• DATA SHOWN:
--
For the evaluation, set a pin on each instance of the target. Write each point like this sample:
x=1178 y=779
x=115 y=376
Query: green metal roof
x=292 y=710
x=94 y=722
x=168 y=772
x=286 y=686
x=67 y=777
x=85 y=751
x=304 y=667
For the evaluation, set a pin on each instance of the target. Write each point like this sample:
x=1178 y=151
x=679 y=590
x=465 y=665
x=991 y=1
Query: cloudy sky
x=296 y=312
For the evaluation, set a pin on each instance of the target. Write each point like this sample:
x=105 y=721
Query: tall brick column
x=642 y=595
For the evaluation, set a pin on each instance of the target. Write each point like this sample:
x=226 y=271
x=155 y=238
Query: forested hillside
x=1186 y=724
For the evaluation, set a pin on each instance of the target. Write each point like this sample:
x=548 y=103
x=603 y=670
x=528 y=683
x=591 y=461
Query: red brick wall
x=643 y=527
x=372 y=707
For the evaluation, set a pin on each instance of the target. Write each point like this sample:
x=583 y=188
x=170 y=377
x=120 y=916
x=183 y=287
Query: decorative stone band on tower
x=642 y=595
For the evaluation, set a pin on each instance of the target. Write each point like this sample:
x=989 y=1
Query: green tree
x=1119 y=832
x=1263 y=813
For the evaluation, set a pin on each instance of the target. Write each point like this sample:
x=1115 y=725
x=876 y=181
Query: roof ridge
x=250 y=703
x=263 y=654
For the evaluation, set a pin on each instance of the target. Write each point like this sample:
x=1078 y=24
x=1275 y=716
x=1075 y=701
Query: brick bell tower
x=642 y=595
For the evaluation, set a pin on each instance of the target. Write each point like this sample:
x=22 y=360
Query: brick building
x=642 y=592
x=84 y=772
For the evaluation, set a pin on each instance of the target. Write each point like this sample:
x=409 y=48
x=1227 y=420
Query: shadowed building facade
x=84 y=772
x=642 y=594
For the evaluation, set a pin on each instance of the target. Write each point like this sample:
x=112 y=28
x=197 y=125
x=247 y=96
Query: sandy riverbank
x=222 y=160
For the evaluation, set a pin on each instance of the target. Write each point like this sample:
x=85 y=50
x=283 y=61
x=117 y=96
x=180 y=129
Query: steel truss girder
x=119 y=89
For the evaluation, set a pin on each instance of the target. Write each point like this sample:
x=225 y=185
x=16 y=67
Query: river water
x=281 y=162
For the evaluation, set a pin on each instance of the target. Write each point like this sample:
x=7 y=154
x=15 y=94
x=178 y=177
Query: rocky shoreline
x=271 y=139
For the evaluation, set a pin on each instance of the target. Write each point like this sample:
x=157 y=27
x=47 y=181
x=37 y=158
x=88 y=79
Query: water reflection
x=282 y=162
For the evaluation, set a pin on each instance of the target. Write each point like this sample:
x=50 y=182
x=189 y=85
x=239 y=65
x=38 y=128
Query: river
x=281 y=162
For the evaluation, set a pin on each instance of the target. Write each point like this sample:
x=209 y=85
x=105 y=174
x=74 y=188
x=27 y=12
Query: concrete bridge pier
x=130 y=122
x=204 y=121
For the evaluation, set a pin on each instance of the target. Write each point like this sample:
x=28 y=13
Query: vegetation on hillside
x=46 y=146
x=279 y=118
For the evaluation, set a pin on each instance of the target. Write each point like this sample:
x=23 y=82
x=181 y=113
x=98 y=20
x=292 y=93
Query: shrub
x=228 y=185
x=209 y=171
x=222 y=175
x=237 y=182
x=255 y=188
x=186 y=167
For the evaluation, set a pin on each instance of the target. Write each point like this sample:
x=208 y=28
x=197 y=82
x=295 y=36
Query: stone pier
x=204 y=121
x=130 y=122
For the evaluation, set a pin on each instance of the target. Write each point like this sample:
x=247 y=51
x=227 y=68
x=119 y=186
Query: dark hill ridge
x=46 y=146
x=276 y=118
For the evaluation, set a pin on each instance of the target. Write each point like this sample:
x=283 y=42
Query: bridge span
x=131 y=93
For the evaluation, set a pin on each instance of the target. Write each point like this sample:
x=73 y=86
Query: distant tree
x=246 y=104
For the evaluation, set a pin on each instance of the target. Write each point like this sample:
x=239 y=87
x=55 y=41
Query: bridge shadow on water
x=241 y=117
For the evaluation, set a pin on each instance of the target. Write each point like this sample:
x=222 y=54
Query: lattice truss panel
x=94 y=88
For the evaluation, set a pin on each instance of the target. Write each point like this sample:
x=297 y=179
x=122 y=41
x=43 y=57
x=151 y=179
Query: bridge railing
--
• JOB: How many lines in the records above contain the string "hillside"? Reply with the number alone.

• OUTPUT OF THE EXERCISE: 2